* [Instruction 1]: In the book review text, rewrite the paragraph beginning "The Cloud has devised a new live-work environment" as a shorter paragraph that keeps its main facts.

This is the first in the new Nora Kelly series which has Pendergast making a surprise visit, but not sure if he will be a recurring character. But one does wonder if Corrie and Nora will partner together on future cases.

Tuesday, August 20, 2019

The Warehouse

Title: The Warehouse
Author: Rob Hart
Published: August 13th 2019
Format: Hardcover, 368 pages
Genre: Dystopic / Technothriller
Source: My thanks to the Publisher for an opportunity to read an advanced copy of this book.

As Margaret Atwood once said, add enough truth to your fiction so people can’t accuse you of making it up and that is exactly what Rob Hart has done. As if Bezos, Walton, and a little Musk on the side, had a singular vision with the backing of government antiregulation. It isn’t shocking that the head of Cloud comes from Arkansas or that there are drones delivering products that have been, in a way, stolen from their rightful inventors. This is what business has turned into and billionaires are only supplying what the masses demand.

The Cloud has devised a new live-work environment since there are very few life-sustaining jobs outside of their facility and the earth is little more than a wasteland. Cloud, in its infinite wisdom, has given the public what it needs – jobs, housing, and food. What more could a desperate workforce want?

Zinnia is a corporate spy. Hired to infiltrate Cloud technology and find a way to bring it down. Paxton was the CEO of his own small business that was slowly pushed out of the market by Cloud. When that dream was over, he worked as a prison guard which gave him the right credentials to work for Cloud security and to learn their secrets. What Zinnia and Paxton didn’t expect was their two worlds colliding. Decisions will be made, minds altered, revolting revelations made, and in the end, there will be one final chance at freedom.

The plausibility is what is so terrifying. The learned helplessness. We see it coming, we know it is possible, yet we do nothing because we each want to save a few dollars, receive items nearly instantaneously, and all the while putting out of our minds what those sacrifices entail. Oh, and don’t get me started on the future of food.

Ron Howard and Brian Grazer now own the movie rights to this book. As you read, you can see it on the big screen, see the crowds arrive at the theaters and walk out chattering about how fantastical the idea is as they contemplate their new big box store purchase.

Thursday, August 15, 2019

The Cactus

Title: The Cactus
Author: Sarah Haywood
Published: May 7th 2019 by Park Row
Format: Paperback, 384 pages
Genre: Women's Fiction

Cacti is not prickly to keep invaders away but to allow it to thrive in the harshest of environments.

I am not going to go as far as to say Susan Green is on the spectrum, but I do tend to wonder since she has very precise ways of looking at life. Ways which are orderly with no room for emotion or the feelings of others. She has well throughout life plans and when she discovers, at the ripe old of 45, she is pregnant, and with the recent passing of her mother, Susan is a befuddled mess.

Susan and Richard had a mutually satisfying relationship. He was a man that she had met a decade or so previously through a lonely heart ad. They laid out their relationship rules, complete with an understanding there would be no sharing of their personal lives and settled on a purely physical relationship with mutually agreed upon evenings out. All organized and precise the way adults should behave. She never anticipated a baby would enter the picture, and when it did, she quickly ended their relationship determined to keep her independence.

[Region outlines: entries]
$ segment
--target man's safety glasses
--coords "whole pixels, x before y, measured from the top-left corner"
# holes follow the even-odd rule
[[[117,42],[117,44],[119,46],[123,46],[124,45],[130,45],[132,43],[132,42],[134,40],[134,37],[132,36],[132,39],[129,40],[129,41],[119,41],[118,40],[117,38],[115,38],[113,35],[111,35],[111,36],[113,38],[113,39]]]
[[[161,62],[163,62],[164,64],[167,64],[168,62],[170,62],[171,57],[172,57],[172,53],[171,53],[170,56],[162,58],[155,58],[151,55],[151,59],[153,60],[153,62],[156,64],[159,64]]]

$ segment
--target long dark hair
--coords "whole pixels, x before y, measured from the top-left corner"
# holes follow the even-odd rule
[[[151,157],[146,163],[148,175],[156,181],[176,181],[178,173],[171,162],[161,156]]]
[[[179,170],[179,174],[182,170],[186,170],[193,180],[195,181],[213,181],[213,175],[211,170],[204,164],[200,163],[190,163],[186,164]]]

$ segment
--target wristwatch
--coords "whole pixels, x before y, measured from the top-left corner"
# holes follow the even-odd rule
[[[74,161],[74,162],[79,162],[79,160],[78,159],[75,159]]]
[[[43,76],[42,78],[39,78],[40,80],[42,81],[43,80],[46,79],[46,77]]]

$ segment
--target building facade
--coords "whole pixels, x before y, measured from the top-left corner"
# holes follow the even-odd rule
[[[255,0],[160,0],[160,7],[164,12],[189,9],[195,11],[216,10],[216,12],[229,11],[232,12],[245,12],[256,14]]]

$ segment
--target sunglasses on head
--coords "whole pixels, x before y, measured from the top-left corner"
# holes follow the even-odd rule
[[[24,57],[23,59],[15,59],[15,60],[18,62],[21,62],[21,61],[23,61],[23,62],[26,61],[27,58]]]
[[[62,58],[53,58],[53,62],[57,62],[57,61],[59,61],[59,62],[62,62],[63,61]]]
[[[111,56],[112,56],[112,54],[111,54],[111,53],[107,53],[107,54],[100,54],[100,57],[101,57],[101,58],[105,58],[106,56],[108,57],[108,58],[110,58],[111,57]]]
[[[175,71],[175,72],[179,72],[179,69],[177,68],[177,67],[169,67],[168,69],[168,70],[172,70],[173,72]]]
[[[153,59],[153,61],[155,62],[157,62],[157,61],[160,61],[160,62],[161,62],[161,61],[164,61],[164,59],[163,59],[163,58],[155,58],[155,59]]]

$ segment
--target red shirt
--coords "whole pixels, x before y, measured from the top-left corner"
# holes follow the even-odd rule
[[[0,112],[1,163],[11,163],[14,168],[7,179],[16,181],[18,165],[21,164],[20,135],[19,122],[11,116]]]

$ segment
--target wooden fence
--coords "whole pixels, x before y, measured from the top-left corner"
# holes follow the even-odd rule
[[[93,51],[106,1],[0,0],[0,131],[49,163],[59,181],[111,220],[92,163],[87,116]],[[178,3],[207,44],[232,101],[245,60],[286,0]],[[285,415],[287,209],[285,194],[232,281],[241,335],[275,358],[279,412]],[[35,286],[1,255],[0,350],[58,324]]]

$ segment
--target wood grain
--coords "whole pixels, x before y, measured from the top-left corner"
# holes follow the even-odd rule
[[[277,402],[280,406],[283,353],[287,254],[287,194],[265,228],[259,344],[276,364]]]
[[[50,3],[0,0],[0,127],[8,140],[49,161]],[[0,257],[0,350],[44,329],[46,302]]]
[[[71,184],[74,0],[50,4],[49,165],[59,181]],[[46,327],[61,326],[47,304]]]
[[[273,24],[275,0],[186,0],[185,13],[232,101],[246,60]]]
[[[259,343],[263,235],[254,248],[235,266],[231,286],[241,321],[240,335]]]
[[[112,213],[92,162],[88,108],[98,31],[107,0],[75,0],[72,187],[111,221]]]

* [Instruction 2]: Please pick out every line of the entries above that contains the string "target". Case counts.

* [Worked solution 1]: With the earth little more than a wasteland and few life-sustaining jobs outside its facility, the Cloud has created a new live-work environment. It gives the public jobs, housing, and food.

* [Worked solution 2]:
--target man's safety glasses
--target long dark hair
--target wristwatch
--target building facade
--target sunglasses on head
--target red shirt
--target wooden fence
--target wood grain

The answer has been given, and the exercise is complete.